• [Short task]
Update the lines from the one containing "the blue jeans?" through the one containing "pixel 102 181", inclusive, by changing "blue jeans" to "dark trousers" and leaving everything else as it is. Return only those lines.

• [Exercise material]
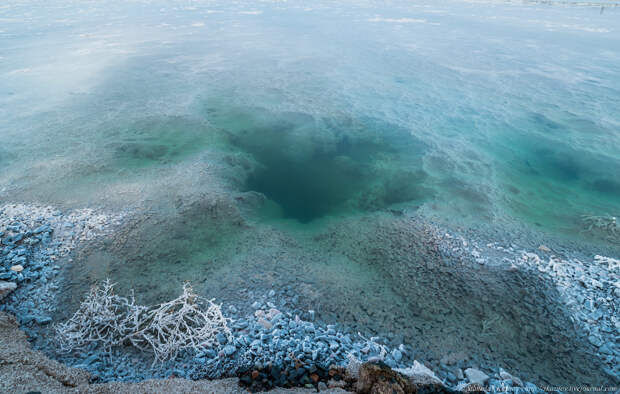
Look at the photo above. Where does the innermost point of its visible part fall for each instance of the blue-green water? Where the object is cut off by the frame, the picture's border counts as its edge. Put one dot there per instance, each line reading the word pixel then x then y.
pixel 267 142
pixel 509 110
==
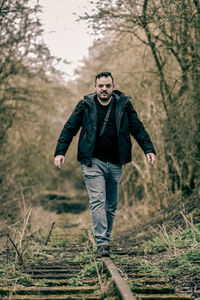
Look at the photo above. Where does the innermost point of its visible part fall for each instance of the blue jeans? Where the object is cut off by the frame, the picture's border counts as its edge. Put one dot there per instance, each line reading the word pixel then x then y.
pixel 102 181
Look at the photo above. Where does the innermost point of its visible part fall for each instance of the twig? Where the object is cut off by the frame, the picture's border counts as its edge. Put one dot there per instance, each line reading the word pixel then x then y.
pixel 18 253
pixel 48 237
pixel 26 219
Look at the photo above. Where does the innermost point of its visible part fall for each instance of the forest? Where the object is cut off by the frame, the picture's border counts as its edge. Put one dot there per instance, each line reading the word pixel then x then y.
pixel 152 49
---
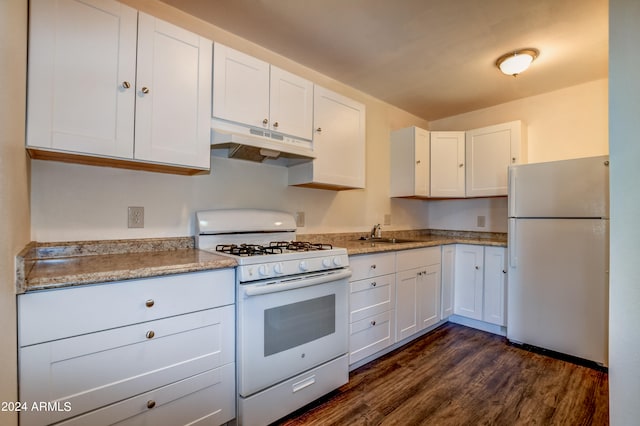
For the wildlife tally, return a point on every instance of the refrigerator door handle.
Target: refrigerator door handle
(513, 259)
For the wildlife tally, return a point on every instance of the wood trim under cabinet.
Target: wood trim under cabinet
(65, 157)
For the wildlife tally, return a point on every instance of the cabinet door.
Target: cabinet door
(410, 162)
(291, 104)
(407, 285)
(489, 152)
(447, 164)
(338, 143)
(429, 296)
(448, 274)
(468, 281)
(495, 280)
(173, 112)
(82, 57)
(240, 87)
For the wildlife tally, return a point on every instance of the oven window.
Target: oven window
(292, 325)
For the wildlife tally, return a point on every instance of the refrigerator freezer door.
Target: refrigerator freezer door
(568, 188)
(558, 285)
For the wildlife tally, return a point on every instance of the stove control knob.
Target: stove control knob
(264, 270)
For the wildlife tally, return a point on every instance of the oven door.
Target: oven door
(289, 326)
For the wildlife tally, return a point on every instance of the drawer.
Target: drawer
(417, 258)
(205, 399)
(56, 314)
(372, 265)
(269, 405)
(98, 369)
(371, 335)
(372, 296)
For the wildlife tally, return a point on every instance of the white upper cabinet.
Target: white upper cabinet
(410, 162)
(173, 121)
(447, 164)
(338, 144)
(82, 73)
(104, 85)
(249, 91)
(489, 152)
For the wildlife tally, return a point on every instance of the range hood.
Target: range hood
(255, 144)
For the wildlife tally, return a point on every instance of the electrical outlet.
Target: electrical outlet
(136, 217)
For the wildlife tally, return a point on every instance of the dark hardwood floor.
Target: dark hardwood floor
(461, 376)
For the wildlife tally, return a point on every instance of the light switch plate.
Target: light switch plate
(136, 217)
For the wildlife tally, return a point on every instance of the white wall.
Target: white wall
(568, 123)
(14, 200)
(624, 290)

• [Expected output]
Look at the photo above. Where does the innermost point of its visible part fall for each instance of the dark trousers? Where the object is cut off by the frame, the picture's border counts as its edge. Put one dot there per instance, each line reading the word pixel then x then y.
pixel 102 181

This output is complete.